→ **Goal of the exercise**: Select the lines of the records containing the word "below" and list them.

[Dataset entries]
_ _ _ _ _ _ _
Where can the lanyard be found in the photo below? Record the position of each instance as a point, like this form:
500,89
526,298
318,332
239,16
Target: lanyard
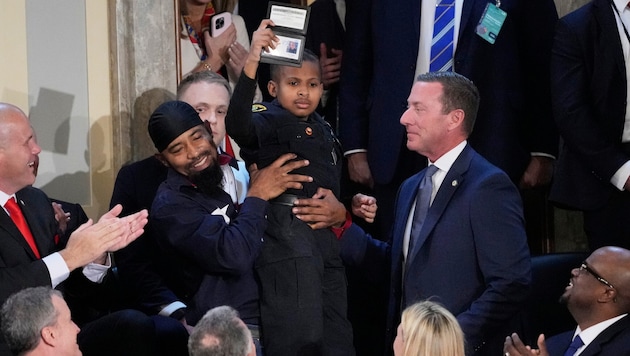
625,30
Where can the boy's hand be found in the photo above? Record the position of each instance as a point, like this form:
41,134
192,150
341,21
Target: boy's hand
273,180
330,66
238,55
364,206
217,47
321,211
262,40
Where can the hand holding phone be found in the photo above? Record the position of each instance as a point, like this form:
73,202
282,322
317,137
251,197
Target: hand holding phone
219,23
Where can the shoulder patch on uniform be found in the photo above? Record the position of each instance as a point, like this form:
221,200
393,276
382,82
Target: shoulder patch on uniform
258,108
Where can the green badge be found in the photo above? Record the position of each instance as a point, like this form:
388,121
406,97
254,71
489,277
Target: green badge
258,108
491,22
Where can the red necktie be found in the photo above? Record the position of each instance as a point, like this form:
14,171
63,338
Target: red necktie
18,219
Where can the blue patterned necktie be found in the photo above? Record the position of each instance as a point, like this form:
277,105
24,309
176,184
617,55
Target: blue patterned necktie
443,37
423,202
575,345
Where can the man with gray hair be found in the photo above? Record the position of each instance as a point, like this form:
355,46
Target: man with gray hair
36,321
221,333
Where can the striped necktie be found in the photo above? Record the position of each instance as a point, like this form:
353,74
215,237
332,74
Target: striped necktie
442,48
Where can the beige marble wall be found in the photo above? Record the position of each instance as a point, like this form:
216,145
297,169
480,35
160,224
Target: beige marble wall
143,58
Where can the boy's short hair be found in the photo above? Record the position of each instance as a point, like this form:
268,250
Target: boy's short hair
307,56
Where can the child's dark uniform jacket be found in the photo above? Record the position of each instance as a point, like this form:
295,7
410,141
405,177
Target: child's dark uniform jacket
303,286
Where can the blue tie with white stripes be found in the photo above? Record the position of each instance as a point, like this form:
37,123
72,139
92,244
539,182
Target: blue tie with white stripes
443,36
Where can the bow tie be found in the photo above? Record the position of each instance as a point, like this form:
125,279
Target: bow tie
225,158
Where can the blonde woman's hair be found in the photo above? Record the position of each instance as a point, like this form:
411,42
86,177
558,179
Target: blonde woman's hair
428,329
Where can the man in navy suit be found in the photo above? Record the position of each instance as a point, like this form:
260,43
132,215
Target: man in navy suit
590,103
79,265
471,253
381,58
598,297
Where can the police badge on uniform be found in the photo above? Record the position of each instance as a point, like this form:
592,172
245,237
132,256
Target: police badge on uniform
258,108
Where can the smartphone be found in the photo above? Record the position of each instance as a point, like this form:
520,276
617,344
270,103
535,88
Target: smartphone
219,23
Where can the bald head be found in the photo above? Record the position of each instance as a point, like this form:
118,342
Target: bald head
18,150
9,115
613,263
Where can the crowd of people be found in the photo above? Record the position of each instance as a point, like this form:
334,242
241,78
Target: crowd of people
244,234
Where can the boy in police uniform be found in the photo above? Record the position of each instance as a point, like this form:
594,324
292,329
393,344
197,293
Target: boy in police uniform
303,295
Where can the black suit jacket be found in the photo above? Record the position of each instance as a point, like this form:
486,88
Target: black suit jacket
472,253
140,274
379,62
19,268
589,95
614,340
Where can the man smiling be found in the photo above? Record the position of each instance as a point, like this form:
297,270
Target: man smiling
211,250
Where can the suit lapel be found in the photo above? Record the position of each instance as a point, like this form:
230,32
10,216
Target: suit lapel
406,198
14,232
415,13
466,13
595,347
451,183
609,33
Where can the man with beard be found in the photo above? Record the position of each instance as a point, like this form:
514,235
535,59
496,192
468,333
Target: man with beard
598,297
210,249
_ _ _ _ _ _ _
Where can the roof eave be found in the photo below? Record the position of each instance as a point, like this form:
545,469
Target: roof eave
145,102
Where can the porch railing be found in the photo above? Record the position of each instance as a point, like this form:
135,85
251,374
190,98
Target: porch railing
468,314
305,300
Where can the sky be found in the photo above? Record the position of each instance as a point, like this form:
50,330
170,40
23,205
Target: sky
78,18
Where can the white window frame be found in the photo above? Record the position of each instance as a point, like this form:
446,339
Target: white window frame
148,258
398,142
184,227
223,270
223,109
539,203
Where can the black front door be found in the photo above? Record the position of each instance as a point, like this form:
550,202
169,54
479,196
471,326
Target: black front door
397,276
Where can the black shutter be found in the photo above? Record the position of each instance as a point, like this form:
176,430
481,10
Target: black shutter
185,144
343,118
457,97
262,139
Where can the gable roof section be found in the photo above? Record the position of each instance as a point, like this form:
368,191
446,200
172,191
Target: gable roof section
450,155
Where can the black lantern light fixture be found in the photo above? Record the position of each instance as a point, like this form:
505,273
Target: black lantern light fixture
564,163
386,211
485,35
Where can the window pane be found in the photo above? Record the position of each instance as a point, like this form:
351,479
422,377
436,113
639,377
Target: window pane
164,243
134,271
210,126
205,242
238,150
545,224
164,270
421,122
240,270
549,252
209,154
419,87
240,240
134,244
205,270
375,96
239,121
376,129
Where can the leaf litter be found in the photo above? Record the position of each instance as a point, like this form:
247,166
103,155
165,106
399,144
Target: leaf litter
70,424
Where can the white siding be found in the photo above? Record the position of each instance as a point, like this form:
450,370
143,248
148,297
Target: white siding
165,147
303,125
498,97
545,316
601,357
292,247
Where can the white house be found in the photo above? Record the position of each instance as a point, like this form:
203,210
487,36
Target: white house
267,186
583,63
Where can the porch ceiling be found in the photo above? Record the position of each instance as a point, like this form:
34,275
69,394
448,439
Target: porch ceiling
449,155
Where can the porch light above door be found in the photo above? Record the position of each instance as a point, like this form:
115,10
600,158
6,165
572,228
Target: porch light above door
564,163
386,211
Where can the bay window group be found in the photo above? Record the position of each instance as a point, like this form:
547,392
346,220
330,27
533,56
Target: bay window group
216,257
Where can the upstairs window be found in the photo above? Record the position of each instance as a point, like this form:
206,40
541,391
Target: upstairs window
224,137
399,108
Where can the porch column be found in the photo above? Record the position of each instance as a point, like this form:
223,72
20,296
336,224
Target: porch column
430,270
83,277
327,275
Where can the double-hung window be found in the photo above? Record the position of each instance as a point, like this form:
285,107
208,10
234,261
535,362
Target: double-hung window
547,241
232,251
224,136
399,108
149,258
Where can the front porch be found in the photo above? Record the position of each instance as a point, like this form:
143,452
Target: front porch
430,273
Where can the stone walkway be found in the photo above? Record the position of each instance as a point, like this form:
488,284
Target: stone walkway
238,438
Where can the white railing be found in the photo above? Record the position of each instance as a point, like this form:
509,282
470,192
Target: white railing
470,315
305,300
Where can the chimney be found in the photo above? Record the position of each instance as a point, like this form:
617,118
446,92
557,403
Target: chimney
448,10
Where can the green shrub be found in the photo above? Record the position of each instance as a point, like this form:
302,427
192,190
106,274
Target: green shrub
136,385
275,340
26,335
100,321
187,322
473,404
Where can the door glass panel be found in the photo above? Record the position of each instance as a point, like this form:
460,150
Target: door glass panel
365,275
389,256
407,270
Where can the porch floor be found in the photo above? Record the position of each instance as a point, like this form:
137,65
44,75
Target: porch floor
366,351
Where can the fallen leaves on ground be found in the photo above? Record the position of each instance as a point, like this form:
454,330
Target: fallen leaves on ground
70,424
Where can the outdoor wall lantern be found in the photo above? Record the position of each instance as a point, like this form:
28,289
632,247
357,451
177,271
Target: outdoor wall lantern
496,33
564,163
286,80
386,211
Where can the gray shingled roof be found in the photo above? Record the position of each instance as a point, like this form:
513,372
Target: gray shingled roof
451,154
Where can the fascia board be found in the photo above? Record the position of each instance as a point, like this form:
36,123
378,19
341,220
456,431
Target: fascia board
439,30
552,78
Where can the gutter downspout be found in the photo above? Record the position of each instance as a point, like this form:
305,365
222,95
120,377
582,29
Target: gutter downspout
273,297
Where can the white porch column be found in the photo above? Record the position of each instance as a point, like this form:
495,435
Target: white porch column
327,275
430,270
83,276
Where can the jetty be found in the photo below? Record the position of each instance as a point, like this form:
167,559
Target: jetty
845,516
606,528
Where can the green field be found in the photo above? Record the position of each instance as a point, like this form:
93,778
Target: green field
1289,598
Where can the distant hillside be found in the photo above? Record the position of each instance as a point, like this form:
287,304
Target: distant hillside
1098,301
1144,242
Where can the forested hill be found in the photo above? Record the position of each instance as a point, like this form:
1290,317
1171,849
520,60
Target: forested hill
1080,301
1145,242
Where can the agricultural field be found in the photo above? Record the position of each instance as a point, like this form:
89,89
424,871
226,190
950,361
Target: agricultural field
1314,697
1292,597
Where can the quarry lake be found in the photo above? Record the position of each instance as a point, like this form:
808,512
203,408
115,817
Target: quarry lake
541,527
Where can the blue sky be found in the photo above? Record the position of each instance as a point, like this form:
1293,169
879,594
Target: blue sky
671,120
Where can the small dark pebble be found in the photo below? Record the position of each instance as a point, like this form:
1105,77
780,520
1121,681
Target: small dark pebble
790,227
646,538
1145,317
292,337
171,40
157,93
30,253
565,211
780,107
_ _ _ _ _ _ _
→ **Task result**:
Where can the lanyard be found in the photo below? Record the position of each instance as a point, like this form:
Where can the roof eave be found in the photo below? Record the position of each instance as a point, like this form:
Where can the jetty be found in the photo below? Record the position of each instance as a point, like this form:
Where can the small dark pebble be found in the photo below? Record the position of each instance as a point, like this form:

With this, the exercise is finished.